Take the listing below and output it exactly, with no images.

• **Dataset excerpts**:
▶

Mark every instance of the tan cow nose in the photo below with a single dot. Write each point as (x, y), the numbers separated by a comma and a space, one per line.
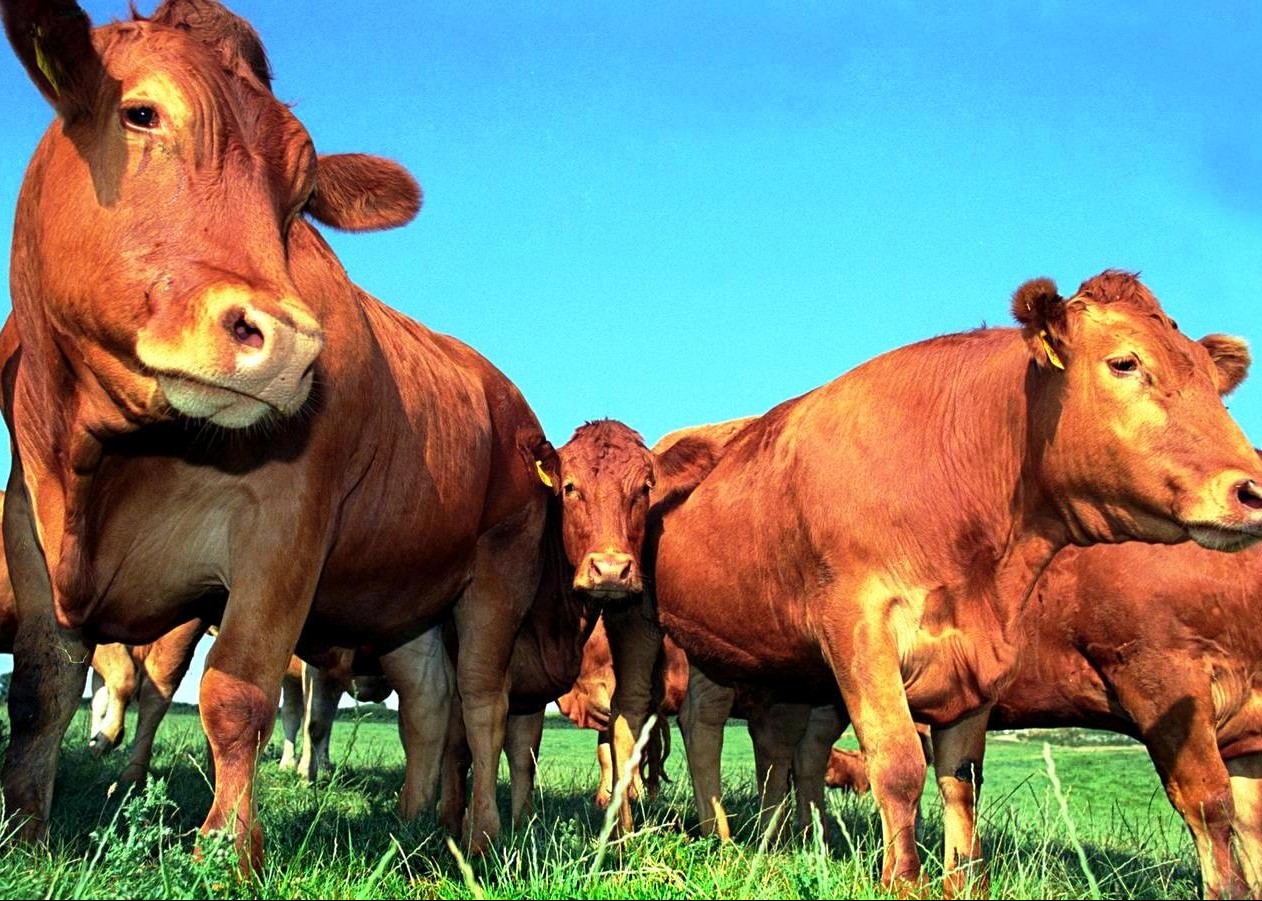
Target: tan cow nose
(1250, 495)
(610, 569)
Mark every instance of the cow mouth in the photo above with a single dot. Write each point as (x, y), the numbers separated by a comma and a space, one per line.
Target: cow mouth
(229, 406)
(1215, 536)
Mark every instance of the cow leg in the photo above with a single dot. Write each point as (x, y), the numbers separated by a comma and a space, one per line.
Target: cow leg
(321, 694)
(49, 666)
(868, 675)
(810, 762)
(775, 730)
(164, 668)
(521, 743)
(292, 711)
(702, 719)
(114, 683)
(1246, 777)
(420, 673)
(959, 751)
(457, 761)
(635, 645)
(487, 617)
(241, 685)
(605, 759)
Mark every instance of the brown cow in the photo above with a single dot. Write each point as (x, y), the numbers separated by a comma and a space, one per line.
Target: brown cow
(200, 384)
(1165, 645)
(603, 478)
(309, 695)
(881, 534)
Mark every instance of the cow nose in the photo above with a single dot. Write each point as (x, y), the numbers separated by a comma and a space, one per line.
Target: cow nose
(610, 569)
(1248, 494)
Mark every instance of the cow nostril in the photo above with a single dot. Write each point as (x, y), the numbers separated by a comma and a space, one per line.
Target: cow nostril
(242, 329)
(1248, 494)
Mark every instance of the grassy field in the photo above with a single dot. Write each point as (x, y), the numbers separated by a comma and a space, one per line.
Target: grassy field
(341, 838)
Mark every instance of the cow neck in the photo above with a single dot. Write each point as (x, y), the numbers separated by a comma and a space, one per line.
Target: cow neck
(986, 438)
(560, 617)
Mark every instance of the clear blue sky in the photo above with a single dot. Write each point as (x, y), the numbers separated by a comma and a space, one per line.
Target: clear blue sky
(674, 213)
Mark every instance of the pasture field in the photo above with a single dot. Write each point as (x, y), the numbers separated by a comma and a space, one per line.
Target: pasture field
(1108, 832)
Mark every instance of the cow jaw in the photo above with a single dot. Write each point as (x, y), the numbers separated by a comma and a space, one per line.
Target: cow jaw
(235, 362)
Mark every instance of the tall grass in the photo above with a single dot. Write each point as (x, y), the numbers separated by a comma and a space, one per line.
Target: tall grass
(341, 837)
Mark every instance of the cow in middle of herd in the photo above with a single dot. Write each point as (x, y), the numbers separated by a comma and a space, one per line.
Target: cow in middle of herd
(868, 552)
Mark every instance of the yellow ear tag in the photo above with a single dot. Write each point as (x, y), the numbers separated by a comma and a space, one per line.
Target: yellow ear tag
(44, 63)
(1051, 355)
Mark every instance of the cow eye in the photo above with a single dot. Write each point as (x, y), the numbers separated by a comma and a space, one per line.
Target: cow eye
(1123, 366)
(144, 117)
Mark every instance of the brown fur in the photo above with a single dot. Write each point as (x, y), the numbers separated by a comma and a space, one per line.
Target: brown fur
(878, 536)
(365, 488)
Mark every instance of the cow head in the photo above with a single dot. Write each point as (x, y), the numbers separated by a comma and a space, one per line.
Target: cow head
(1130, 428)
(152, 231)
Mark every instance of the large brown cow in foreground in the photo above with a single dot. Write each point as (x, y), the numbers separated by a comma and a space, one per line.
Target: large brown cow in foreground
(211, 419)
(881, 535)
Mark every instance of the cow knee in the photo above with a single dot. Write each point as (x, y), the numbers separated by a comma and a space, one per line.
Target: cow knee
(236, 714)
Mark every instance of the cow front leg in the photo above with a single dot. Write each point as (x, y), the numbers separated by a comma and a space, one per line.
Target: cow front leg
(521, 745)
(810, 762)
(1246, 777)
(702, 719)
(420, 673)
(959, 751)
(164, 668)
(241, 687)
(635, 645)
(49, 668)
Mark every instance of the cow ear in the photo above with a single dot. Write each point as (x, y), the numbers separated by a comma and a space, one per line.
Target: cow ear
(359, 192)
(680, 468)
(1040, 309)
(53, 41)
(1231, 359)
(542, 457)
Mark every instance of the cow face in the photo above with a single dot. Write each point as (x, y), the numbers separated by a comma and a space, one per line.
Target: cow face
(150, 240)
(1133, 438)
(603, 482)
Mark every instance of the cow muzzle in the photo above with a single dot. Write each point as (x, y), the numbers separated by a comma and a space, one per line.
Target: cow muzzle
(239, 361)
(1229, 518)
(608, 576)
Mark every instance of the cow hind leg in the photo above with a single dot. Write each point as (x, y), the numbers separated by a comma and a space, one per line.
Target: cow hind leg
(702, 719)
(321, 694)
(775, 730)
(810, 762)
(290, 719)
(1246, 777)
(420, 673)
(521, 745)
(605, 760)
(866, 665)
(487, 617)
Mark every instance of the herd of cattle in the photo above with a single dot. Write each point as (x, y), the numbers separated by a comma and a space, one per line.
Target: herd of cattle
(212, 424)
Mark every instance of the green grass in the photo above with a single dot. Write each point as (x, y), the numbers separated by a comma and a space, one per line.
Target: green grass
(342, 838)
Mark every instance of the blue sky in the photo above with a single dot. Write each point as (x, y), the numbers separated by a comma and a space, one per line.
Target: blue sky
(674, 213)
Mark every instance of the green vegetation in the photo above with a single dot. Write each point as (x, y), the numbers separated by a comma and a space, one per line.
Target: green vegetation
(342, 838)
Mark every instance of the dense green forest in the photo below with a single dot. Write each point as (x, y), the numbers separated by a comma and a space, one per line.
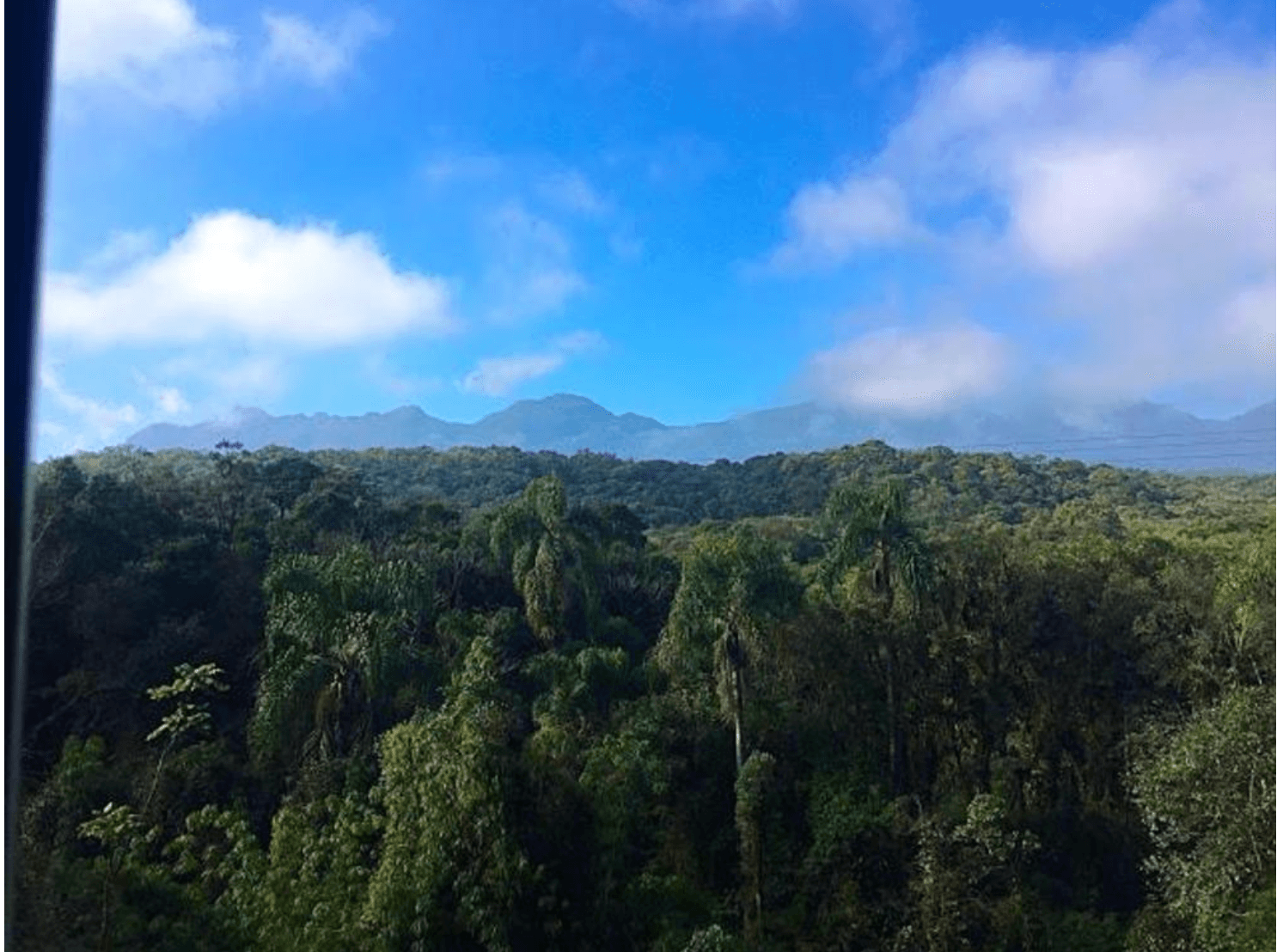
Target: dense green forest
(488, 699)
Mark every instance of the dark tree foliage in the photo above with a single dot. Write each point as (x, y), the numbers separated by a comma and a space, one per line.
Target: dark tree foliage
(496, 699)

◀

• **Result of the exercise**:
Mark every instance of the tan cow nose in the photo below with a single dot. Write each point as (x, y), the numbers separated by a comma and a space, one per line.
Target: tan cow nose
(1250, 495)
(610, 569)
Mark every instance of the cow mouth in the photo above with a single dot. Write each point as (x, y), the numbers separated by a comma and a space, one per line.
Target: cow mouth
(229, 406)
(1215, 536)
Mark every instance of the cow leg in the photo above with a single dot. Write each point as (x, y), the numbers separated by a comma and a space, one per line.
Target: cow leg
(321, 694)
(49, 666)
(868, 675)
(810, 762)
(775, 730)
(164, 668)
(521, 743)
(292, 711)
(702, 719)
(114, 683)
(1246, 777)
(420, 673)
(959, 751)
(457, 761)
(635, 645)
(487, 617)
(241, 685)
(605, 759)
Mark every instance of the brown cow in the photo above with a single dot. Write each point as (x, y), the numbers separated by a comma and a space, one per line.
Target: brown cow
(200, 384)
(1165, 645)
(603, 478)
(309, 695)
(881, 534)
Mark every instance of the cow nose in the photo above with a single dot. Write each point as (x, y), the numbers separated by a comma and a space, one per line.
Target: cow nose
(610, 569)
(1248, 494)
Mark every instance of the cow nostril in the photo above with a single dot. Write each point as (x, y), the numbers separated by a comma and a space, one per line.
Target: cow nostril
(242, 329)
(1248, 494)
Mark every instance of the grassy field in the photo above with a single dot. Write each point as (x, y), the numbers separated by a comma and a space, one per line.
Target: grassy field
(341, 838)
Mark every instance of the cow neck in the photo above with a single dot. Write each point as (x, y), the numbers separated by a comma and a space, one per line.
Target: cow neck
(986, 438)
(560, 617)
Mark every instance of the clear blue sky in the photo above with a single dot. Write each point as (x, y), the numbers separated by a comma and a space, one per line.
Target: clear blue sky
(674, 213)
Mark every instance of the pasture field in the photo above with a single dot. Write each point as (x, y), the numbers separated by a comma and a space, one per line.
Target: pasture field
(1108, 832)
Mark every instance of the cow jaw in the photo above with a single dot. Write each point as (x, y), the numbers separated by a comma and a space, one per line.
Target: cow jaw
(235, 362)
Mark every instance of the tall grass in the photo above with a single dot. Write each point as (x, y), the numbers separated by a comma and a space, one per line.
Target: tall grass
(341, 837)
Mark every instance of the cow in middle of herd in the photo above with a single dot. Write each point as (x, y), the numbers separated by a comma and a space, one per line.
Target: cow in middle of herd
(868, 552)
Mark every instance of the yellow ear tag in the photo above with a single dot. Write each point as (x, y), the numbers separated by a comma and a space, one per line.
Target: yellow ear tag
(44, 63)
(1051, 355)
Mark every instance of the cow eye in the photo above with a single dot. Write each point as (x, y), the numbers separated by a comma and a space, one per line.
Target: cow eye
(1123, 366)
(144, 117)
Mark every instance of the brown fur in the photo above with a single dot. Write each point as (x, y), the numbers separated by a comma and a space, one per line.
Target: brown fur
(878, 536)
(365, 488)
Mark every instance of the cow head in the photo above with a single dot. Write each point as (x, y), the numbers separated by a comma and a space, one per line.
Target: cow head
(1130, 428)
(152, 231)
Mark every instance of the large brown cow in foreground in the photo above with a single dot. Write each point as (x, y), the numbers separated by a comma and a space, one per line.
Target: large brown cow in foreground
(211, 419)
(881, 535)
Mark every instance of the cow knee in the photo above with a single dot. Write each point as (x, y), the numbers separated by a comma and a space, one per line.
Target: cow knee
(236, 714)
Mark every instance of the cow front leg in the photo above with a single dot. Write each point as (x, y), the numbers separated by a comma and a space, one per line.
Target: cow front leg
(521, 745)
(810, 762)
(1246, 777)
(702, 719)
(420, 673)
(959, 751)
(164, 668)
(241, 687)
(635, 645)
(49, 668)
Mark every instance of the cow ear in the photo above with a single dot. Write each point as (x, y), the numbers separated by a comma and a space, one per line.
Target: cow ear
(359, 192)
(680, 468)
(1040, 309)
(53, 41)
(1231, 359)
(542, 457)
Mark every instance of the cow face in the photo above with a single dot. Write each point as (x, y), the numbers separated by a comma and a space, one per line.
Target: cow face
(150, 240)
(1133, 438)
(603, 482)
Mark every instance of the cow muzzle in the photo above with a single dot. Write each point as (x, y), the numbers separated by a comma and a space, one per line.
Target: cow muzzle
(239, 361)
(1229, 518)
(608, 576)
Mark every instance of the cow hind leg in the photo above with a single dot. Write each point as (x, y), the numbers separated by a comma and a space, one per line.
Target: cow hind leg
(702, 719)
(321, 694)
(775, 730)
(810, 762)
(290, 719)
(1246, 777)
(420, 673)
(521, 745)
(605, 760)
(866, 665)
(487, 617)
Mark every instance of the herd of cattle in the photo above with a single dot. Write each point as (x, y), the numbers separated by a comma and a space, one per line.
Target: herd of cattle
(212, 424)
Mark every instance of the green grass in the photo above with a single dot. Write each point as (x, y), the numbers separated by a comma and a space, one per line.
Target: green grass
(342, 838)
Mark every instance of the blue sky in the photo above with a single dot. Write each point as (x, y), the numbers separated by a comma and a space, one per line.
Target: blue sky
(674, 213)
Mark every instance of the green vegetation in the photo above with a single dot. Write each point as (x, y), the numbers separated by a comma and a space, one per line.
Target: green vegetation
(342, 838)
Mark every instance of the dense green forest in the photo below with a single dot. Write each point as (x, y), the numbers separated by a comma and a space, one per line.
Target: dense green forest
(488, 699)
Mark every instance of the dark tree foliage in the photo above with a single dot. Write each point as (x, y), the numbers separated by a comma and a space, one per line.
Target: dark tree foliage
(496, 699)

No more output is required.